╭──

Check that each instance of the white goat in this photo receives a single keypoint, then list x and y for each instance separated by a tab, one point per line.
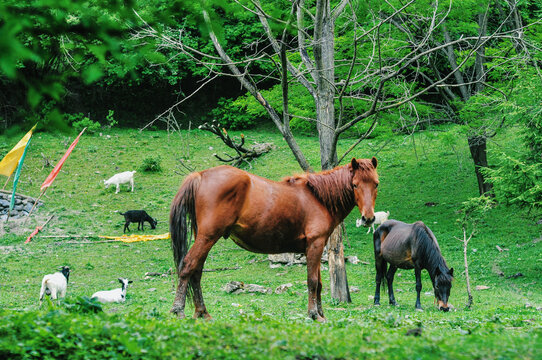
115	295
380	217
55	285
121	178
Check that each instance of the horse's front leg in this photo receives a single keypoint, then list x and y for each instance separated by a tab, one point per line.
418	274
314	280
389	277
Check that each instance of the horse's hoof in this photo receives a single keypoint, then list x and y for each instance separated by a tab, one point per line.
178	312
202	315
320	319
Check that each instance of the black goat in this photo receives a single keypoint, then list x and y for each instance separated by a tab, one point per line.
138	216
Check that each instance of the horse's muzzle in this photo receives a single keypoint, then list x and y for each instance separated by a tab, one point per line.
367	222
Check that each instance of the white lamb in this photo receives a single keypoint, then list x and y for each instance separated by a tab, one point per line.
55	285
380	217
115	295
121	178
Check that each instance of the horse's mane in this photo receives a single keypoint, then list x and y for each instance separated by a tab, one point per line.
429	250
332	187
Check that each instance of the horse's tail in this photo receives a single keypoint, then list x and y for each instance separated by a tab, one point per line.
183	206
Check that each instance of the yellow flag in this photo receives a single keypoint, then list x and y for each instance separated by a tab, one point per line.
10	161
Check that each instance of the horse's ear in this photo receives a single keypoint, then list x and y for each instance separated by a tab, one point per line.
354	164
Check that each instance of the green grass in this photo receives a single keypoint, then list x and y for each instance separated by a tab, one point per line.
503	323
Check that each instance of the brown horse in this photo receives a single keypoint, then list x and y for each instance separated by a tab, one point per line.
411	246
297	215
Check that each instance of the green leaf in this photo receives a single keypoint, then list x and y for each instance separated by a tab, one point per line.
92	73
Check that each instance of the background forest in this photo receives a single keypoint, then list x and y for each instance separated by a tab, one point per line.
446	94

╰──

#### Instructions to follow:
Rewrite all of the entries above, changing every "receives a single keypoint" to "gets exactly one keypoint" and keeping everything else the same. Omit the pictures from your answer.

#### Task result:
Check that each instance of the white goat in this photo gets exactly one keypoint, then list x and y for each instance separated by a tab, one point per line.
115	295
380	217
55	285
121	178
Check that each instance of the horse's front leg in this photo gets exactly one keypoint, then list x and y for each instance separated by a tab, one point per line.
418	274
314	280
389	277
Check that each instance of the horse's hoof in this photo gets exactly one keypoint, then list x and y for each instance separated by a tab, one point per line.
178	312
202	315
320	319
Check that each instance of the black goat in this photo gets exactly one keypoint, then list x and y for each instance separated by a tab, one point per line.
138	216
Check that each instance of the horse's muzzle in this photo gets exactly one keypoint, then list x and y for each instance separated by a tab, one point per line.
367	222
Check that each instance of the white lamb in this photo gets exactly one keypoint, then list x and y for each instance separated by a tab, one point per line.
55	285
380	217
115	295
121	178
Check that each instance of the horse's mane in this photo gets exactly one keypoint, then list x and y for each instance separated by a tab, one point per line.
429	250
332	187
Check that each instance of the horse's tail in this photo gets exactly one keypoint, then list x and y for each instance separated by a tab, one point per line.
183	206
Check that each instance of the yellow flag in this photo gets exactly one keypoint, then list x and y for each instance separated by a tab, one point per line.
10	161
Check that each instance of the horse's ear in this photo gets exactly one keypoint, then list x and y for each instance separated by a tab, one point per line.
354	164
Check that each instance of the green grass in this photo gets exactly one keypoint, then list x and y for each instance separated by a tab, one point per line.
503	323
Check that each instance of the brown horse in this photo gets exactly one keypoint, then list x and y for each instance separated by a tab, one point per line.
411	246
297	215
Check that each instance of the green leaf in this photo gets exactly one keypoint, then list x and y for each instance separated by a tab, one point per line.
92	73
Check that each instance of the background forest in this photo gets exactly one keypoint, then list x and y for each instance separated by a tab, one point per line.
446	94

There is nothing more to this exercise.